BRANO FORNITO:
※

A sei mesi pieni dall’entrata in vigore del Regolamento UE n. 2022/2577 (di seguito “il Regolamento”), adottato dal Consiglio UE con l’obiettivo di “accelerare la diffusione delle energie rinnovabili” (seppure in un contesto “emergenziale” e per un periodo di 18 mesi, sino al giugno 2024), ci sembrano opportune alcune valutazioni circa l’impatto dello stesso nel nostro ordinamento.
Se non si considerano alcuni isolati richiami giurisprudenziali – in cui lo stesso Regolamento è invocato quale dimostrazione dell’intenzione, a tutti i livelli ordinamentali, di favorire la diffusione delle rinnovabili – non si hanno, in effetti, notizie di sue applicazioni.
Ciò ci pare dipenda dal fatto che, come si vedrà di seguito, la nostra legislazione – cosa che potrebbe sembrare sorprendente – può, a buon titolo, ritenersi più avanzata di molte delle norme del Regolamento stesso. Da altro punto di vista, le imposizioni di determinati tempi procedimentali, come noto, per essere efficaci, richiedono massima attenzione da parte degli stessi enti procedenti, rischiando, in caso contrario, di rimanere lettera morta, in quanto la loro mancata attuazione necessiterebbe l’avvio di iniziative giudiziarie da parte dei soggetti interessati che, spesso, percepiscono quest’ultime come defatiganti o inopportune.
Proponiamo quindi di seguito alcuni spunti di riflessione in relazione alle principali disposizioni del Regolamento.
L’interesse pubblico prevalente degli impianti FER.
L’art. 3 al par. 1 dispone che la pianificazione, la costruzione e l’esercizio degli impianti di produzione da fonti rinnovabili, la loro connessione alla rete, la rete stessa e gli impianti di stoccaggio sono da considerarsi di interesse pubblico prevalente e d’interesse per la sanità e la sicurezza pubblica nella ponderazione degli interessi giuridici nei singoli casi, ai fini della disciplina comunitaria sulla conservazione degli habitat naturali (Direttiva 92/43/CEE), della protezione delle acque (Direttiva 2000/60/CE) e della conservazione degli uccelli selvatici (Direttiva 2009/147/CE).
Di conseguenza, nel caso in cui la realizzazione di un impianto FER dovesse collidere con uno degli interessi protetti dalle direttive prima citate, l’interesse a realizzare l’impianto dovrebbe poter prevalere rispetto all’interesse protetto, potendosi derogare alle disposizioni ivi previste (al considerando 8 del Regolamento viene chiarito, infatti, che “una delle misure temporanee consiste nell’introdurre una presunzione relativa secondo cui i progetti di energia rinnovabile sono d’interesse pubblico prevalente e d’interesse per la salute e la sicurezza pubblica ai fini della pertinente legislazione ambientale dell’Unione”).
Il par. 2 dispone poi che gli Stati membri provvedono a che sia accordata priorità, in sede di ponderazione degli interessi, alla costruzione ed esercizio degli impianti FER.

※

OBIETTIVO DICHIARATO A: Estrai tutte le righe in cui compare la parola "shirt".
Il brano e le righe provengono da fonti diverse.

※

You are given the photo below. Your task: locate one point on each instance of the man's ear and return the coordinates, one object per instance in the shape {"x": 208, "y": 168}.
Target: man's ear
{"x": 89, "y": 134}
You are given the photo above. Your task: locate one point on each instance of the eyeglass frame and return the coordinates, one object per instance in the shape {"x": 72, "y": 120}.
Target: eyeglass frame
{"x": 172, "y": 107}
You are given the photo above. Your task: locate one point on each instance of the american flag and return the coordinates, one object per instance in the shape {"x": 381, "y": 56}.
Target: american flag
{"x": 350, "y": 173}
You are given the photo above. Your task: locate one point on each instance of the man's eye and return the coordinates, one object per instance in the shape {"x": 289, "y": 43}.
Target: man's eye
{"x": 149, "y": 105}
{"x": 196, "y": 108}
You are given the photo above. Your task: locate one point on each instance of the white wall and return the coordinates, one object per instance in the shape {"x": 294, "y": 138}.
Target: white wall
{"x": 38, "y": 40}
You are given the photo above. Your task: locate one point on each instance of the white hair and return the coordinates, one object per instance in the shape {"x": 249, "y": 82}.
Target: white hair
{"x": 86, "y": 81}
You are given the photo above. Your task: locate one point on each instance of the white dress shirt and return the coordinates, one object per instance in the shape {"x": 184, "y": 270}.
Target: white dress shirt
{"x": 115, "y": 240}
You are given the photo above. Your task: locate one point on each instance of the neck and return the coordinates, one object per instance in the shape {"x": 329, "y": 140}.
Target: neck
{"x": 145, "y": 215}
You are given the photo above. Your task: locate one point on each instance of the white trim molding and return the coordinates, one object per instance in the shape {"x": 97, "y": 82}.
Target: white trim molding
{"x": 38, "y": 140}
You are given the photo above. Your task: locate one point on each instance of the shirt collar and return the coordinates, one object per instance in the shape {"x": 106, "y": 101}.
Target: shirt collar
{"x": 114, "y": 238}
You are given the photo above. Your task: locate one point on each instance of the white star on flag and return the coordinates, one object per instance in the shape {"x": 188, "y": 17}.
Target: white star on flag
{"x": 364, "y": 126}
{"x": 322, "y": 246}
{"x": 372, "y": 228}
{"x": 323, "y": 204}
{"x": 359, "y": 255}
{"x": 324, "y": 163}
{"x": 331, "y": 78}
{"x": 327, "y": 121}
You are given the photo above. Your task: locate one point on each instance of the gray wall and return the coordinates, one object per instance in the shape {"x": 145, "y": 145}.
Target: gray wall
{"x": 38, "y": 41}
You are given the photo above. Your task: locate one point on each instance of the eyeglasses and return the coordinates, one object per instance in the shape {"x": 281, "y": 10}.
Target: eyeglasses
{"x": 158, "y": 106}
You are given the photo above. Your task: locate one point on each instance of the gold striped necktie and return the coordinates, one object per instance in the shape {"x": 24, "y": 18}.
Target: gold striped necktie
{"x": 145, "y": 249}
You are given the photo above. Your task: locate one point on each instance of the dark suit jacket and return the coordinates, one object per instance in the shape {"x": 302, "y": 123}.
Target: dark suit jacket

※

OBIETTIVO DICHIARATO B: Trascrivi il passo del brano sul Regolamento UE n. 2022/2577 che comincia con "Ciò ci pare" e prosegue fino a "defatiganti o inopportune.".

RISPOSTA ALL'ESERCIZIO A:
You are given the photo above. Your task: locate one point on each instance of the white dress shirt and return the coordinates, one object per instance in the shape {"x": 184, "y": 270}.
Target: white dress shirt
You are given the photo above. Your task: locate one point on each instance of the shirt collar and return the coordinates, one object per instance in the shape {"x": 106, "y": 101}.
Target: shirt collar

RISPOSTA ALL'ESERCIZIO B:
Ciò ci pare dipenda dal fatto che, come si vedrà di seguito, la nostra legislazione – cosa che potrebbe sembrare sorprendente – può, a buon titolo, ritenersi più avanzata di molte delle norme del Regolamento stesso. Da altro punto di vista, le imposizioni di determinati tempi procedimentali, come noto, per essere efficaci, richiedono massima attenzione da parte degli stessi enti procedenti, rischiando, in caso contrario, di rimanere lettera morta, in quanto la loro mancata attuazione necessiterebbe l’avvio di iniziative giudiziarie da parte dei soggetti interessati che, spesso, percepiscono quest’ultime come defatiganti o inopportune.